- _WHAT TO DO_:
1 – Echo the used-vehicle checklist word for word, between "4. Check the" and "don't get burned.", inclusive.
2 – Answer these from the used-vehicle checklist:
(a) What share of the original new car price should a buyer be ready to spend on annual maintenance?
(b) Which forum does the checklist suggest for learning a model's common problems?
(c) What car did the writer total?
3 – List every cost the used-vehicle checklist says to consider when deciding how much money to spend.

- _PASSAGE_:
====================
Feel free to comment; I'm sure there are lots of additions people want to see. I don't want this list to be too large and I want the checks to be relatively simple and not overly time consuming while still providing a good assessment. Here are my thoughts, in no real order (like all my random thoughts).

HOW TO BUY A USED VEHICLE

ADMIN STUFF
1. Decide the purpose of the vehicle. Do you need a car, a truck or an SUV to meet your needs. Maybe a scooter.
2. Decide how much money you are willing to spend. Consider up front capital, operating costs, maintenance costs and insurance. Are you buying or leasing? Be prepared to spend uo to 10% of the original new car price on annual maintenance costs (depending on whether you do your own maintenance).
3. Do a title/lein check to make sure there are no leins and if you buy it, it will actually be yours.
4. Check the vehicle history for collision or write-off. A year after I totalled my Civic Si, a prospective buyer called me. The car had changed times several times since I totalled it and he wanted to buy it. There was no record of the collision, despite the legal requirement for this info to be passed on. This stuff happens all the time - don't get burned.
5. Become familar with common problems with the vehicle make and model you are considering. Escorts have known weaknesses (rear springs, tie rod ends, brakes). Dodges are nothing but a weakness (that's for you Fixtit). Use a forum such as FEOA for this purpose.
6. Price shop for the make and model of your interest. Autotrader magasines or websites can help. This will give you an idea of what to pay for the vehicle you are considering.
7. Buy with your head, not your emotions. This is essential. If it's too good to be true...it is.

MECHANICAL CONDITION CHECKS
1. Ask the seller why he is selling the car. You might be surprised what you can learn from this. You might also catch a liar or unscrupulous SOB here too.
2. Ask the seller about the maintenance history.
====================
- _DATASET EXCERPT_:

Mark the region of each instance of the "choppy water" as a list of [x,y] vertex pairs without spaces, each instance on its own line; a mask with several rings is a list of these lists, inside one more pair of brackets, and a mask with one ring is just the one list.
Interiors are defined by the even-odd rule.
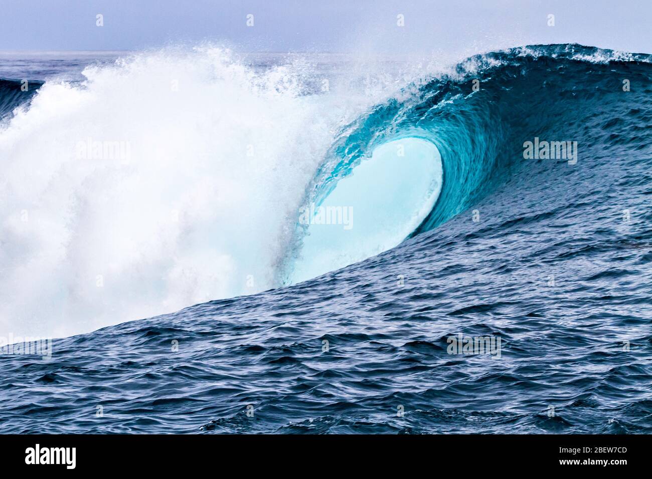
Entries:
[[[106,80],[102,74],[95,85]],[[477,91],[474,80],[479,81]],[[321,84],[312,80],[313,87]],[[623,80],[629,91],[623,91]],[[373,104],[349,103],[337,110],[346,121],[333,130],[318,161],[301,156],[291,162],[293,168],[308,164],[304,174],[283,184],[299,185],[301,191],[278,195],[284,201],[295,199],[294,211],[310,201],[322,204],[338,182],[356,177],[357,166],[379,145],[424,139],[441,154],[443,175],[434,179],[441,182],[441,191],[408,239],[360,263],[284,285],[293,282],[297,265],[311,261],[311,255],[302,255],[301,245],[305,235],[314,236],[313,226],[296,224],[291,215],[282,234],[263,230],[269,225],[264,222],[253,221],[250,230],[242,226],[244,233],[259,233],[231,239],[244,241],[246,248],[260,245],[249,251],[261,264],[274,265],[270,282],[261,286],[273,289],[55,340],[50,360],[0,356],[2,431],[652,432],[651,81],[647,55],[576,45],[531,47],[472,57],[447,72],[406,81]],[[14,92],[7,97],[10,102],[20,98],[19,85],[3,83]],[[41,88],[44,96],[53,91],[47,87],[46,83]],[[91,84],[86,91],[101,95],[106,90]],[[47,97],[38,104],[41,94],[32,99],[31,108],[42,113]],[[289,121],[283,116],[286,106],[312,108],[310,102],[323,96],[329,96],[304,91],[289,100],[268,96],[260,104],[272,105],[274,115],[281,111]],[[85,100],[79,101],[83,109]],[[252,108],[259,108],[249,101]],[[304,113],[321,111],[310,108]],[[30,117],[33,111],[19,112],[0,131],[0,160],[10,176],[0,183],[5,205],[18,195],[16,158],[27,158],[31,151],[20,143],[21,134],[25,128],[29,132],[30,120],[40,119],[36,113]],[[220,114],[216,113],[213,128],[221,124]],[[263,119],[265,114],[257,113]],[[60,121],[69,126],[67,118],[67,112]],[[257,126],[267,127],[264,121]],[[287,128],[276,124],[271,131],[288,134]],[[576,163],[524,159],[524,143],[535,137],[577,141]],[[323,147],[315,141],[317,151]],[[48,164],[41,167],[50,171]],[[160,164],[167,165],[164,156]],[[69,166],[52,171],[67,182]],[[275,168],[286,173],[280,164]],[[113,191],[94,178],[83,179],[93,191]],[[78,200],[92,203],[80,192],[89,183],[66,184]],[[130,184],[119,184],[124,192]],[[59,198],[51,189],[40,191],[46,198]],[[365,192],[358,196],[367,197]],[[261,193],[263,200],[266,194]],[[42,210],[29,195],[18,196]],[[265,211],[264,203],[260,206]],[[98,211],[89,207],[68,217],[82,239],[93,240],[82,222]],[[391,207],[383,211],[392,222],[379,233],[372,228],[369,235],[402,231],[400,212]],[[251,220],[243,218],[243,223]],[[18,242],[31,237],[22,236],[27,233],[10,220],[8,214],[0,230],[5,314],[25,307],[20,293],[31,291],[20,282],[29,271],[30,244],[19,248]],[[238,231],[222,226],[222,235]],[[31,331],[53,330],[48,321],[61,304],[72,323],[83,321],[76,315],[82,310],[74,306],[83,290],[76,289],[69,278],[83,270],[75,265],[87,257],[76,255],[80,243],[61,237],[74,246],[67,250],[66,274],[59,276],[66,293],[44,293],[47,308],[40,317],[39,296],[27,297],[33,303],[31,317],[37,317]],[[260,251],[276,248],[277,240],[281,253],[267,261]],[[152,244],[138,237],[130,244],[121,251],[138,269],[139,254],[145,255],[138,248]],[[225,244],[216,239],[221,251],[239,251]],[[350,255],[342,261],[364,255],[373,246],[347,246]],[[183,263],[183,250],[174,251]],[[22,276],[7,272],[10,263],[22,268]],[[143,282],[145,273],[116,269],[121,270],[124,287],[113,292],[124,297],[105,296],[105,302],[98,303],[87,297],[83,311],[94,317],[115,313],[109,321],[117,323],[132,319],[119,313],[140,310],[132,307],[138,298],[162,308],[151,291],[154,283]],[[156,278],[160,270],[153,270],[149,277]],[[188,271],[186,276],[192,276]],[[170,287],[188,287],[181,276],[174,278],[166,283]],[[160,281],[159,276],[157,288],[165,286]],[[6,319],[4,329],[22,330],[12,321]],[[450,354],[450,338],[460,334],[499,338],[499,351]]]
====================
- _PER-TASK OUTPUTS_:
1 –
4. Check the vehicle history for collision or write-off. A year after I totalled my Civic Si, a prospective buyer called me. The car had changed times several times since I totalled it and he wanted to buy it. There was no record of the collision, despite the legal requirement for this info to be passed on. This stuff happens all the time - don't get burned.

2 –
(a) Up to 10%
(b) FEOA
(c) A Civic Si

3 –
Up front capital
Operating costs
Maintenance costs
Insurance